*** Opening of DATASET EXTRACT ***

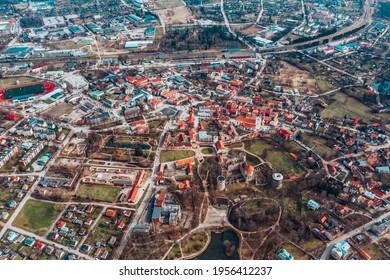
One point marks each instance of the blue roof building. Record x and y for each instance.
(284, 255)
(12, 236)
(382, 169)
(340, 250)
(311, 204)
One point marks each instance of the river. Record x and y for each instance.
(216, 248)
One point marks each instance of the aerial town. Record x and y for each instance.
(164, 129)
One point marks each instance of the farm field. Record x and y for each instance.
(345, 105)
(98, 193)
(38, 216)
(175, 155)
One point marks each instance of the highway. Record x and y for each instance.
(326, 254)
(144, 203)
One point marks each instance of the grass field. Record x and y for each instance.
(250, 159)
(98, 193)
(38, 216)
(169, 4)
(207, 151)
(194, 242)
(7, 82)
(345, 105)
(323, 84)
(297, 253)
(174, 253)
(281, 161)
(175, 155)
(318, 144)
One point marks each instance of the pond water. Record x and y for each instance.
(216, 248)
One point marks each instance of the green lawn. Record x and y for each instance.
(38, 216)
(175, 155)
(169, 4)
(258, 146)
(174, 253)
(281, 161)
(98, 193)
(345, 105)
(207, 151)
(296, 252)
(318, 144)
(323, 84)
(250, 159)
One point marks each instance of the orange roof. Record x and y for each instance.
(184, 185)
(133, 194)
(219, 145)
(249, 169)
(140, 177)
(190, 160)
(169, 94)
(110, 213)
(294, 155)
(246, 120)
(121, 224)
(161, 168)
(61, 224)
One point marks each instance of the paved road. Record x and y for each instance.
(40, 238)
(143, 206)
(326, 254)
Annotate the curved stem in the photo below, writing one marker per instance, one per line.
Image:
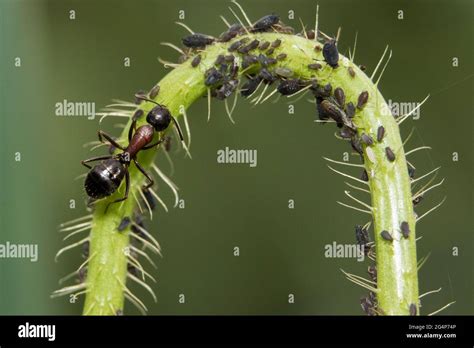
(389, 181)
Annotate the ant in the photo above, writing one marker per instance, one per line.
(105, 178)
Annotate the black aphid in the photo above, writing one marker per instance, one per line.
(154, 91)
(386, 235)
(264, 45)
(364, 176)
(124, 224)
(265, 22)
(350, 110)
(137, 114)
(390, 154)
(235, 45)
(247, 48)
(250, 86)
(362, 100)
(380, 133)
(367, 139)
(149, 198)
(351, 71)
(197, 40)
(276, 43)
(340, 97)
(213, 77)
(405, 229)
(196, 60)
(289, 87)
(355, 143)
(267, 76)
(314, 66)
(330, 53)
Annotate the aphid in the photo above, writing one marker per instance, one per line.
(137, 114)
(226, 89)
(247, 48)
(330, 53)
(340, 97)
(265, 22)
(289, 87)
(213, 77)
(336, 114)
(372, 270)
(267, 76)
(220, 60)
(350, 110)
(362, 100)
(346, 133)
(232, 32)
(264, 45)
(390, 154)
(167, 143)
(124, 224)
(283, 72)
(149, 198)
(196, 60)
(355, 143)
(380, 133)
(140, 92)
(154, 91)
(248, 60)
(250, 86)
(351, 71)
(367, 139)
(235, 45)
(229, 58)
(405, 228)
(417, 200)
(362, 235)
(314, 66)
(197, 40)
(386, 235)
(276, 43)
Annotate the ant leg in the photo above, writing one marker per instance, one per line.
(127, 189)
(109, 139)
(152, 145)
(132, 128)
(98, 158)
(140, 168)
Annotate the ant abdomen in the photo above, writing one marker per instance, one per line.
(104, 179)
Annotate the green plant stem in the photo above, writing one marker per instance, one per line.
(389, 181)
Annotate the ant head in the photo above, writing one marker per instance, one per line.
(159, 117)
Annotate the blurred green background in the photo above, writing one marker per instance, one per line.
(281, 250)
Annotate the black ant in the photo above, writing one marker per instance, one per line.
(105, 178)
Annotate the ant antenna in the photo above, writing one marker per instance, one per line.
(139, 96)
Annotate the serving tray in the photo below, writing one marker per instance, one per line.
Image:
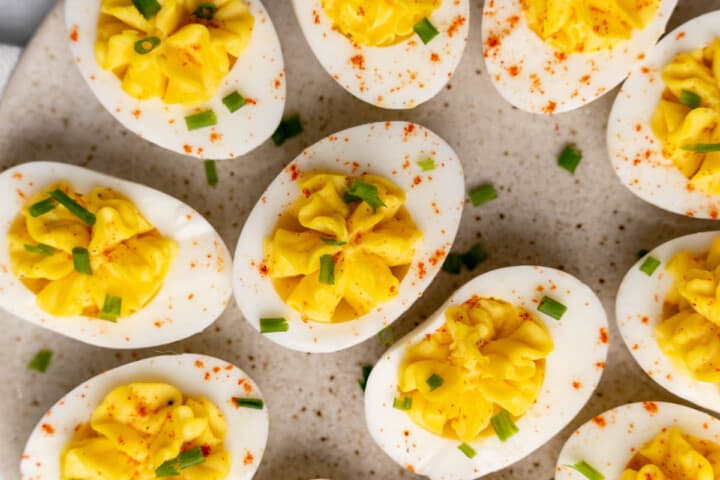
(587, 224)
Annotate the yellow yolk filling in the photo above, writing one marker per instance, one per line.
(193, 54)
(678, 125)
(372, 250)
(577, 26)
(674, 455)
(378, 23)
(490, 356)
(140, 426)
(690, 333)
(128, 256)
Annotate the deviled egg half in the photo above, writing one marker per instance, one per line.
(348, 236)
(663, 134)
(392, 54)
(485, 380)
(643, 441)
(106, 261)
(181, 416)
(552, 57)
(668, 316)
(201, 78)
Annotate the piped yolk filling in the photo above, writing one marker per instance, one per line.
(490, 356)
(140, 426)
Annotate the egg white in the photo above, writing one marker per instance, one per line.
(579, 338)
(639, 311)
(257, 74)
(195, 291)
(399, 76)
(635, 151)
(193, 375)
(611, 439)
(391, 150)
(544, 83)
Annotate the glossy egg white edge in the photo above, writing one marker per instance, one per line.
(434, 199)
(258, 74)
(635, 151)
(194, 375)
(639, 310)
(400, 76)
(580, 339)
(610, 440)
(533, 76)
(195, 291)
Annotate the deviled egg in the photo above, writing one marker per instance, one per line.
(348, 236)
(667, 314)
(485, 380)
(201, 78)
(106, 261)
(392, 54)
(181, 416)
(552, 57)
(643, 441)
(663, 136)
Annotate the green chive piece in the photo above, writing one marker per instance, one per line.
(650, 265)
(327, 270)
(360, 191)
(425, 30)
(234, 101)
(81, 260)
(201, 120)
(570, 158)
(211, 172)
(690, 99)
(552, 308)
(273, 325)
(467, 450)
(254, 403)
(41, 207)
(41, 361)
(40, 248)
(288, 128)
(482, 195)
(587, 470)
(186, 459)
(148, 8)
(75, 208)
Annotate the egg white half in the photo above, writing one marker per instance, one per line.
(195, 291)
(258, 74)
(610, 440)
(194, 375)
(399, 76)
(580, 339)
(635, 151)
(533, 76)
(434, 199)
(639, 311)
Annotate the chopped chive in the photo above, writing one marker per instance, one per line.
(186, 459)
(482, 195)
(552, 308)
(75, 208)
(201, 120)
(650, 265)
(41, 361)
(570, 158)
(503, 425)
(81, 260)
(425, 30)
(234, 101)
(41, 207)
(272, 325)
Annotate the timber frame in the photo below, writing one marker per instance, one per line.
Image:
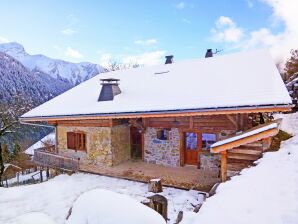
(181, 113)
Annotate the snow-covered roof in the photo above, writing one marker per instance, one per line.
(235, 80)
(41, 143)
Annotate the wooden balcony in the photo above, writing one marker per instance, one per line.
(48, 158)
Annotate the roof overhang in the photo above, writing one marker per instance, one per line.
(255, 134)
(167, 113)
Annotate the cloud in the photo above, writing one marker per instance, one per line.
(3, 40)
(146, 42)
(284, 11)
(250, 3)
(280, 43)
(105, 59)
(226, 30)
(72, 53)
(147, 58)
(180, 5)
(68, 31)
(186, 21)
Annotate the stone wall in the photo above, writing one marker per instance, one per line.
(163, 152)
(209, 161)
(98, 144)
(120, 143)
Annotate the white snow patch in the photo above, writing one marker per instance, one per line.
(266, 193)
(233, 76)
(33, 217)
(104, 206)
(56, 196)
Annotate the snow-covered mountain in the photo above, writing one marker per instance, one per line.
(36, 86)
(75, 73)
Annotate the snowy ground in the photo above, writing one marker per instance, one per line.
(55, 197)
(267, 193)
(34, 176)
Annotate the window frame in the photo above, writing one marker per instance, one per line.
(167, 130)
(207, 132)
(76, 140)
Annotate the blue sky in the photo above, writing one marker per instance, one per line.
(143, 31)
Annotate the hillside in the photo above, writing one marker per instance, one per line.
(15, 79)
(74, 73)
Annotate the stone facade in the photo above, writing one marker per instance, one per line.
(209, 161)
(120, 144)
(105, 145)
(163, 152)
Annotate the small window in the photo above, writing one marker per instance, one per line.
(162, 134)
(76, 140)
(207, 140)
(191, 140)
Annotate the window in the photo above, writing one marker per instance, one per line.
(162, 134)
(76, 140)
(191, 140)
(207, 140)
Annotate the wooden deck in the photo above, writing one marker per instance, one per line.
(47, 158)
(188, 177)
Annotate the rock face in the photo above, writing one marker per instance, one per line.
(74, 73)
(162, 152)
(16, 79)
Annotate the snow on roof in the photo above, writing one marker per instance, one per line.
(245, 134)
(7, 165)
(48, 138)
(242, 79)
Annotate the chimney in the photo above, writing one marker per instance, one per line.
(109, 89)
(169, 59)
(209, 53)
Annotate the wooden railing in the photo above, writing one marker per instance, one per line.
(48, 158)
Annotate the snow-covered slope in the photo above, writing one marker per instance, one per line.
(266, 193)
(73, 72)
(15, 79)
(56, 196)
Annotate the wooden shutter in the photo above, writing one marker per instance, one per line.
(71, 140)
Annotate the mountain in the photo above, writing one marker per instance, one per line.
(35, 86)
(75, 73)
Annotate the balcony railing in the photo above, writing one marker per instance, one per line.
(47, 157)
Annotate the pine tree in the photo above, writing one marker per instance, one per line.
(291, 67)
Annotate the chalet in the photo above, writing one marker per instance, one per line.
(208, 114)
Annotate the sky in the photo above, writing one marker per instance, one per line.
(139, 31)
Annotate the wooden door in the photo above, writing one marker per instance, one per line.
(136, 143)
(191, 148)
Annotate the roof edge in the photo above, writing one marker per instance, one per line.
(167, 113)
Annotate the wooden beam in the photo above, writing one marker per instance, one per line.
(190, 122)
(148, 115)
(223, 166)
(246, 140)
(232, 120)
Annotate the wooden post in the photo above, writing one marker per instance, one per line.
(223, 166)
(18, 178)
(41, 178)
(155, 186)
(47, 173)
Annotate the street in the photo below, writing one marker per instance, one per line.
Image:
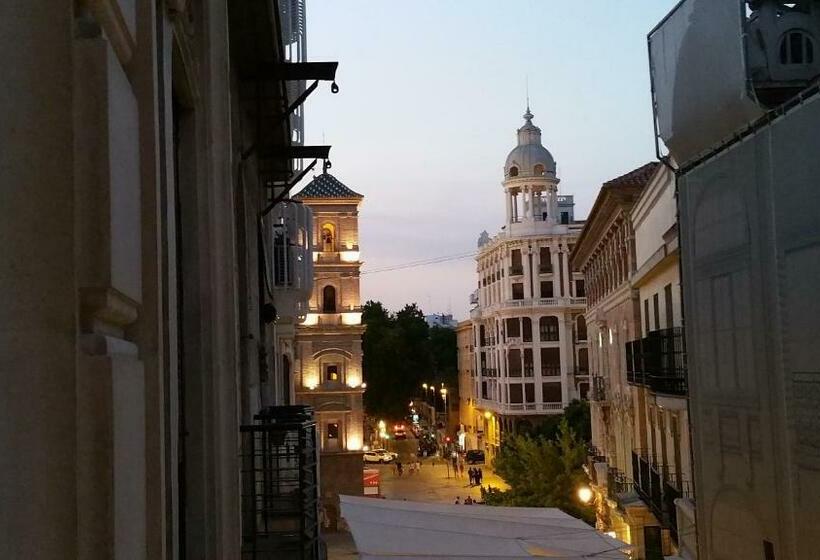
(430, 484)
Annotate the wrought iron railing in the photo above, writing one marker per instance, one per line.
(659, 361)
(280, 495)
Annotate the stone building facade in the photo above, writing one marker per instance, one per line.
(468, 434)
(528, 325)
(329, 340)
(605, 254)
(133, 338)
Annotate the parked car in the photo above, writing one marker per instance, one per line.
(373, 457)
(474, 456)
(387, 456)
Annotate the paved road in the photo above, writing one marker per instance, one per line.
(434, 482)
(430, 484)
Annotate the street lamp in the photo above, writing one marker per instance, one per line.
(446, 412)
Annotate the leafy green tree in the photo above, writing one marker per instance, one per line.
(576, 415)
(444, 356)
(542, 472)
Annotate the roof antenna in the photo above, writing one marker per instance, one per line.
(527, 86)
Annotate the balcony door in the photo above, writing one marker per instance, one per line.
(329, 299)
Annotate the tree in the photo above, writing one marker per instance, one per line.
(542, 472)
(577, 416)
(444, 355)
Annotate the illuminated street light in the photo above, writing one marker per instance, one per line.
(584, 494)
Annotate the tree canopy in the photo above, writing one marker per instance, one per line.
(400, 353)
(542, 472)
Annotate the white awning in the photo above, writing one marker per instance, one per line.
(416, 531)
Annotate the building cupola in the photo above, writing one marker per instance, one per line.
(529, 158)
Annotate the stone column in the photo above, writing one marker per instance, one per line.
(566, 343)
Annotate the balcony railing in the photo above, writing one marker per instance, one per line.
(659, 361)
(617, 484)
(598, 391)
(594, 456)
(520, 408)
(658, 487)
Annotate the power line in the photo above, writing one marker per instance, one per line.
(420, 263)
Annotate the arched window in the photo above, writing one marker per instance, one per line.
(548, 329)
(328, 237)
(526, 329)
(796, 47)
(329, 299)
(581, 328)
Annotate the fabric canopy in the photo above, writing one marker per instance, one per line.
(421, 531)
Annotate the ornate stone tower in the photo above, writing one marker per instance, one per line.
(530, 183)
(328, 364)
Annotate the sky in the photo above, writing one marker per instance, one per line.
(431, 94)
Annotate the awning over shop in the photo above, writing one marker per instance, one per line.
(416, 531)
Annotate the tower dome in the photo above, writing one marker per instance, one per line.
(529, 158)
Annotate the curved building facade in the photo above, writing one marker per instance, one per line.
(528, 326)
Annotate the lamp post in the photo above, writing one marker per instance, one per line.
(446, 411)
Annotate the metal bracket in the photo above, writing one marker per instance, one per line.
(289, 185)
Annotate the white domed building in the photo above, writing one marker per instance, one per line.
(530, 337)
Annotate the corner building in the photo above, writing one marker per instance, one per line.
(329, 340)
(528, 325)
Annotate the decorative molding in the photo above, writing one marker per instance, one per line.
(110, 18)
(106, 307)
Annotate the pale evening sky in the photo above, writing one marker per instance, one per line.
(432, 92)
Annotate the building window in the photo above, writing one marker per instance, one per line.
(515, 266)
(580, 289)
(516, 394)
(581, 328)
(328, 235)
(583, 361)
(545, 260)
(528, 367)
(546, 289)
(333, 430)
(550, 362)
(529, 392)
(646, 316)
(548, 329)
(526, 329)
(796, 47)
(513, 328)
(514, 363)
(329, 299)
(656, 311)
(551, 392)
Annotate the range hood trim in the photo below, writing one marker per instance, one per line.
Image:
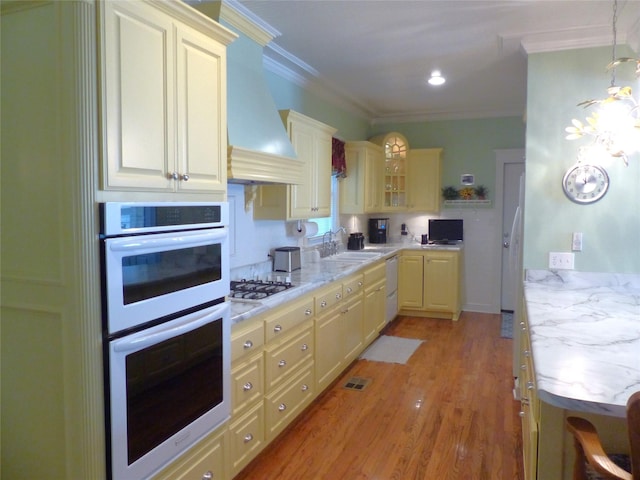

*** Close of DATASET EXTRACT ***

Reproduce every line in the records above that contains the word "below".

Annotate the curved stem in the photo below, writing one marker per instance, one per line.
Annotate the serving tray in the photo below, writing one marker per instance, one per line.
Annotate the timber frame in the photo below, writing one marker per instance, one per line.
Annotate the street in the photo below, writing one marker per instance, one per line.
Annotate the range hood trim in the photo below, writing one marker per instance, one per line.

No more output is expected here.